> [Written task] Find every line in the rows below that contains the word "baseball", and copy each of those lines.

(Point annotation records)
## Begin
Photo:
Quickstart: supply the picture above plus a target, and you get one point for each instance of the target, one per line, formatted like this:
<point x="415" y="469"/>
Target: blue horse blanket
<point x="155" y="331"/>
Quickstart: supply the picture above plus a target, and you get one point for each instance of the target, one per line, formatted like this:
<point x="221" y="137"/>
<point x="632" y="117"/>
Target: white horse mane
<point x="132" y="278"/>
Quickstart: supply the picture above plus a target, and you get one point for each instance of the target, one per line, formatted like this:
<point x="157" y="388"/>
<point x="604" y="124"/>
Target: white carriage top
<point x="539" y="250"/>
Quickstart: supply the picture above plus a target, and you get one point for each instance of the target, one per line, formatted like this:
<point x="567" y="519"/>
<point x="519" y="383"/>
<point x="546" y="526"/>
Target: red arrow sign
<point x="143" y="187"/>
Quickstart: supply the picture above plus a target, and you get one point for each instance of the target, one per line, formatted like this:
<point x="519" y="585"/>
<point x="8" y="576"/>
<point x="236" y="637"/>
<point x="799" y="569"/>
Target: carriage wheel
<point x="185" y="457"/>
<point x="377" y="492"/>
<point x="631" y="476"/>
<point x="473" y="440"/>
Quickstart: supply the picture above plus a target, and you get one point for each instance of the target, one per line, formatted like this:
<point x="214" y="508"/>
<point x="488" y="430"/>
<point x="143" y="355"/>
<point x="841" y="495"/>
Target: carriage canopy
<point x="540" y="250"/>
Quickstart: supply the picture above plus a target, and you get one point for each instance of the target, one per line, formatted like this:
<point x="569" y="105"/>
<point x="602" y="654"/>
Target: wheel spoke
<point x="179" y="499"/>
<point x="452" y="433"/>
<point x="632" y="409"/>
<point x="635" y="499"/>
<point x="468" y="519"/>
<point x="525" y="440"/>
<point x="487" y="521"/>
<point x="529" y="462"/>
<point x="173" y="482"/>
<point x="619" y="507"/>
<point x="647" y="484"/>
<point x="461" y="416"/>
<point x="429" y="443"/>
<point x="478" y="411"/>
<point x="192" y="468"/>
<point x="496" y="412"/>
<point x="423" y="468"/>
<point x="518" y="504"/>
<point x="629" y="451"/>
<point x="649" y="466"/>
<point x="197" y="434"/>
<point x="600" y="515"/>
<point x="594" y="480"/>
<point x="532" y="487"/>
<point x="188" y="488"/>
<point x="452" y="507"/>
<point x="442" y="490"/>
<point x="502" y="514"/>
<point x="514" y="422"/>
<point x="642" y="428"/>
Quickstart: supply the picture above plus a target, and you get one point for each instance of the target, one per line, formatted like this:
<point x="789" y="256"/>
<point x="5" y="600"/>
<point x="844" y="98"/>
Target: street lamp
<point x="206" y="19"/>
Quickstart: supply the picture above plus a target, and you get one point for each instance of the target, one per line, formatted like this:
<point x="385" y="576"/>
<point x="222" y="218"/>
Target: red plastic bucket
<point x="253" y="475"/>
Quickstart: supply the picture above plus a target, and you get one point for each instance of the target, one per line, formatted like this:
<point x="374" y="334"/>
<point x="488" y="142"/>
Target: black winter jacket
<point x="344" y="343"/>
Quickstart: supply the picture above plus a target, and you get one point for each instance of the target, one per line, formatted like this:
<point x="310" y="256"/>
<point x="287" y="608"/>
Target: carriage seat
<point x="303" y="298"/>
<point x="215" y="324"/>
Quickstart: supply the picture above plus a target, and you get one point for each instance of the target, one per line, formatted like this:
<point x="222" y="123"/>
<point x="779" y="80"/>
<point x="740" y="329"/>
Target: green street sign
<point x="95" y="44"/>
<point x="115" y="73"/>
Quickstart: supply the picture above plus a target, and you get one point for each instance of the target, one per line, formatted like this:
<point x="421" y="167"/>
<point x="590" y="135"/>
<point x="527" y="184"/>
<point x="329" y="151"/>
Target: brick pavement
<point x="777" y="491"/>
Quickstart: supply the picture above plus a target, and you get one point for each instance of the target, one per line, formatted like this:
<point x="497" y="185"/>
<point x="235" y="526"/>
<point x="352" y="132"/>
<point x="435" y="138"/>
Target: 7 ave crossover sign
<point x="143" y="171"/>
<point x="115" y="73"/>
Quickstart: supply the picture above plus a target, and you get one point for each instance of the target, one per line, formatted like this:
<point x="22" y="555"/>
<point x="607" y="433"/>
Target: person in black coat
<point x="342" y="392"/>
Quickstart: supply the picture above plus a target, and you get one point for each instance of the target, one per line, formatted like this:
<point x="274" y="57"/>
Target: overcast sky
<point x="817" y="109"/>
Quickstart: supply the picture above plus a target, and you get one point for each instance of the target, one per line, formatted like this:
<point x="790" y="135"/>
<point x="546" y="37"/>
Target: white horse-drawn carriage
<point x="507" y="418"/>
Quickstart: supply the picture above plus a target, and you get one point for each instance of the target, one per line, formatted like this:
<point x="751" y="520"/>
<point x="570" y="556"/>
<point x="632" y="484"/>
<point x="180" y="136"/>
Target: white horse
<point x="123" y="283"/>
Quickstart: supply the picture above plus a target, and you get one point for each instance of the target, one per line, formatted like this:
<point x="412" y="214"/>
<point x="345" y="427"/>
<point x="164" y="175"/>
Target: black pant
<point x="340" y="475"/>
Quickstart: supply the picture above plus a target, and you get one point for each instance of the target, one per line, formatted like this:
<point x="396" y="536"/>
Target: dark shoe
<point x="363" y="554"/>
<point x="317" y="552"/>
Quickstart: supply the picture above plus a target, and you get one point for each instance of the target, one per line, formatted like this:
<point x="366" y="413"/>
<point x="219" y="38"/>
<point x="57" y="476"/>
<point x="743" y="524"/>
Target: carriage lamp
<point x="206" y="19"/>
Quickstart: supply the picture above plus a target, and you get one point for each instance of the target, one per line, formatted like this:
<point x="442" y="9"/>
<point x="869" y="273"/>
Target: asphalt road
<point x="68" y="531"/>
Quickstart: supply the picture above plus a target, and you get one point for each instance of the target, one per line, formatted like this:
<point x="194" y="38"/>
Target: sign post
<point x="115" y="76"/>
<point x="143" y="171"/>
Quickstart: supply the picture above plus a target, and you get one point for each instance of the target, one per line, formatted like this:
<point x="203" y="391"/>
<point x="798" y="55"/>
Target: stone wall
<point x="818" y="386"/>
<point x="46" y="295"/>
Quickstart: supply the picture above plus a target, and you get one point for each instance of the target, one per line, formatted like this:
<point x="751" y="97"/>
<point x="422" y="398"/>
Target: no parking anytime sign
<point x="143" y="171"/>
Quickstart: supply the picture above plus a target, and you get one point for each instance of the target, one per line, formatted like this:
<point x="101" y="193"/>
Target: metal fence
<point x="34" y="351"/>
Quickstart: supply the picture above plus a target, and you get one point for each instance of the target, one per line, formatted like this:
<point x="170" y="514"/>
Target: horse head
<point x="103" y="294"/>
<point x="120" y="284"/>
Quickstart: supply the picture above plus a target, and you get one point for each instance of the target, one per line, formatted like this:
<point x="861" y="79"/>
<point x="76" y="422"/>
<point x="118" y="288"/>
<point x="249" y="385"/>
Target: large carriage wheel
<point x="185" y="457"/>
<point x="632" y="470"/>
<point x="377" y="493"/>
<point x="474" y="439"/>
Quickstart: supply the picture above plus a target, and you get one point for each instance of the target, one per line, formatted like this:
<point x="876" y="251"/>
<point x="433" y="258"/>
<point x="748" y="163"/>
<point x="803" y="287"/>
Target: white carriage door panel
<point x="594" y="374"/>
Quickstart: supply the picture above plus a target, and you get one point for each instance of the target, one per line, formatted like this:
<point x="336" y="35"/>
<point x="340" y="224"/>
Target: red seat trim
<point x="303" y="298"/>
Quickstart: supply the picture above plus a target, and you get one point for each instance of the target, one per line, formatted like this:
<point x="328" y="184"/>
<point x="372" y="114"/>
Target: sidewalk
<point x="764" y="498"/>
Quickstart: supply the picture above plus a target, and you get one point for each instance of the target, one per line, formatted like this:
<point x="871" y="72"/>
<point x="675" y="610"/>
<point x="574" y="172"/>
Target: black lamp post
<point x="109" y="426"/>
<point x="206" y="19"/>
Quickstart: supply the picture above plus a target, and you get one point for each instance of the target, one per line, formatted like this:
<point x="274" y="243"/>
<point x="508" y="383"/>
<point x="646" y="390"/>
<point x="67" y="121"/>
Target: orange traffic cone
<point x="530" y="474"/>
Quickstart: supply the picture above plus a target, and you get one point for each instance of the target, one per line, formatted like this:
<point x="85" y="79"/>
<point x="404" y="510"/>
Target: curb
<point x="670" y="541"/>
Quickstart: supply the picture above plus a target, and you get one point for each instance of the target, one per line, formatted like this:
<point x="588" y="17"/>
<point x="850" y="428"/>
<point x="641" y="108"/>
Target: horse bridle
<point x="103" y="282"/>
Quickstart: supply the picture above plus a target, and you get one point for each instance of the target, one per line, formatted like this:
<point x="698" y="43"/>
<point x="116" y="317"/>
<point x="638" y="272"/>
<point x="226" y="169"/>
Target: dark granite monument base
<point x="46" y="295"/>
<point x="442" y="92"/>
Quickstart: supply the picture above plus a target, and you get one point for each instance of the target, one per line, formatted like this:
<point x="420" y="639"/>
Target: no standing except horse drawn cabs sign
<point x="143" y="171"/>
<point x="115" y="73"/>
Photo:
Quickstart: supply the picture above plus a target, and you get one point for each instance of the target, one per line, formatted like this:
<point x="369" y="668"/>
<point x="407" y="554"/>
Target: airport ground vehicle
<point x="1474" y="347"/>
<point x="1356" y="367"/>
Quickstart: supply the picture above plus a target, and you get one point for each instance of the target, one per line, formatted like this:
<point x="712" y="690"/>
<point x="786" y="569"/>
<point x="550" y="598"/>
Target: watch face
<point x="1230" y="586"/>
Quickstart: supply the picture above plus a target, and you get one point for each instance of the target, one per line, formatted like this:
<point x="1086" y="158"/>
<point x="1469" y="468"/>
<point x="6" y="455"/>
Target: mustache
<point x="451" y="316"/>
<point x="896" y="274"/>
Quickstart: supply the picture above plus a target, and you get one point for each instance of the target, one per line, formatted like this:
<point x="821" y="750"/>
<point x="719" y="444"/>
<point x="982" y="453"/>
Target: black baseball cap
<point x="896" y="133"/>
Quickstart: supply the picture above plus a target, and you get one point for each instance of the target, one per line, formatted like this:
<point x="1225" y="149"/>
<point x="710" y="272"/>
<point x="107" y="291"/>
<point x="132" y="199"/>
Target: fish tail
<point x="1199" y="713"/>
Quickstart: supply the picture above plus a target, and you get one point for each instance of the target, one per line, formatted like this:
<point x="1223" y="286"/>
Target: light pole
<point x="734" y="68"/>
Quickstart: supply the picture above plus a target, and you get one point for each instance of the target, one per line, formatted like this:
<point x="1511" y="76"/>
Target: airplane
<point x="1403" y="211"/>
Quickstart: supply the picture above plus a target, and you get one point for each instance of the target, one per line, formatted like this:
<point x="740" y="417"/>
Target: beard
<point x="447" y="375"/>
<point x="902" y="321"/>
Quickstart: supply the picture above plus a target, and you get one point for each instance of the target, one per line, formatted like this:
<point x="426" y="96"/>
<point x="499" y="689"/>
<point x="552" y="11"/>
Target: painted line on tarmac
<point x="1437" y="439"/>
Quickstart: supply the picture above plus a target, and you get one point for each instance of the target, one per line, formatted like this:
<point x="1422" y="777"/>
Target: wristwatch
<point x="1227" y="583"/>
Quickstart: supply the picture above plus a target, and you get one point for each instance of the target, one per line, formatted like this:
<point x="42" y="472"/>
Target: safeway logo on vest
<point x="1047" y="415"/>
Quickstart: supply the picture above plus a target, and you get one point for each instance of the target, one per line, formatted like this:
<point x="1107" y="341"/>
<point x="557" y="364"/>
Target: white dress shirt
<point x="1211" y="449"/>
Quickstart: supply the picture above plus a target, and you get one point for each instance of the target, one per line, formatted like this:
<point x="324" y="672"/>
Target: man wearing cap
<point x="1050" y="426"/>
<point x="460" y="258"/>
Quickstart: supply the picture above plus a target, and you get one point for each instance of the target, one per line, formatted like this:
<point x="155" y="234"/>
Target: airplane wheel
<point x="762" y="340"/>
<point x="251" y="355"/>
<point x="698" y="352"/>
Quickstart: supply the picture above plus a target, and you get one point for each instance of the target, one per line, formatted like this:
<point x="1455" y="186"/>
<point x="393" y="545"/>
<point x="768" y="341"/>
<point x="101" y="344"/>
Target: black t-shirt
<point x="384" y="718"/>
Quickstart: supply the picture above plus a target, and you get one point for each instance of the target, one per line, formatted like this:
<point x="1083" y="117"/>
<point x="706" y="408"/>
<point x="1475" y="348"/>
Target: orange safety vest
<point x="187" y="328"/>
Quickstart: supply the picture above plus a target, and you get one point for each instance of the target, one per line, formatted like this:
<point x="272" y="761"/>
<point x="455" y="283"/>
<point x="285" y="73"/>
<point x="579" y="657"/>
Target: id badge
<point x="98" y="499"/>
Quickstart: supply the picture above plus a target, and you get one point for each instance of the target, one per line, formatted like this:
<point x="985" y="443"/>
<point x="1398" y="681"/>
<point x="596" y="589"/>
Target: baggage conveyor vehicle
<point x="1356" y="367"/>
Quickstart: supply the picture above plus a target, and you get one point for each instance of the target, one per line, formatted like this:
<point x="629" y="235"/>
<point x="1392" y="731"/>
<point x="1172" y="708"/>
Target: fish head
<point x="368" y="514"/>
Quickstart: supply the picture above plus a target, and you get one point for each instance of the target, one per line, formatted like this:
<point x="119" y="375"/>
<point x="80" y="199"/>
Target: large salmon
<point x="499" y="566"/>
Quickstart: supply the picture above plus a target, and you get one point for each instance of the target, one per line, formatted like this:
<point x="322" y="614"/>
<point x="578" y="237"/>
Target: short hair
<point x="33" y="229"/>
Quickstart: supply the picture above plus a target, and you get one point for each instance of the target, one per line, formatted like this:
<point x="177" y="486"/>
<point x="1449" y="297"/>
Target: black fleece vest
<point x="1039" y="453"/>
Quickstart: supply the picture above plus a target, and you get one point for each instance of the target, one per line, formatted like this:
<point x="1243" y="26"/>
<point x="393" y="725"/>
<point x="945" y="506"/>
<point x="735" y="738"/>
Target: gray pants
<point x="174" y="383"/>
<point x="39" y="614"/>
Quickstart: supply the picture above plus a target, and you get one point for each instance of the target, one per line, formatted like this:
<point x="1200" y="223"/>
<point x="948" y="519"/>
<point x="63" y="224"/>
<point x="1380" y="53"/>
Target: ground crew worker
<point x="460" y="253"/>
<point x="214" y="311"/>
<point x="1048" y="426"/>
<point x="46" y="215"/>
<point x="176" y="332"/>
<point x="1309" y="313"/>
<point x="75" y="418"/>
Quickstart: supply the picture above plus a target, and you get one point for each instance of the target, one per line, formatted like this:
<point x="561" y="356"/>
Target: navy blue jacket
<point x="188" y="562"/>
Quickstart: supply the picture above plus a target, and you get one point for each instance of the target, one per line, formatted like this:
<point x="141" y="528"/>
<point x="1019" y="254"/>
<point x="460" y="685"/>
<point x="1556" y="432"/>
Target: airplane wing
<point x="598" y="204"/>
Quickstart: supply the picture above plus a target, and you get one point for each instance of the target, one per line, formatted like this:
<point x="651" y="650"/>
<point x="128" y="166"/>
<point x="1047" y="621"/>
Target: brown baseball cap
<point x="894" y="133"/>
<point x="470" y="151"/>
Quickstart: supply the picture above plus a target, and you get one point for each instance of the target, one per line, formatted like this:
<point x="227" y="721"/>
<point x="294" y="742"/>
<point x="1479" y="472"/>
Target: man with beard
## End
> [The answer]
Target: black baseball cap
Target: brown baseball cap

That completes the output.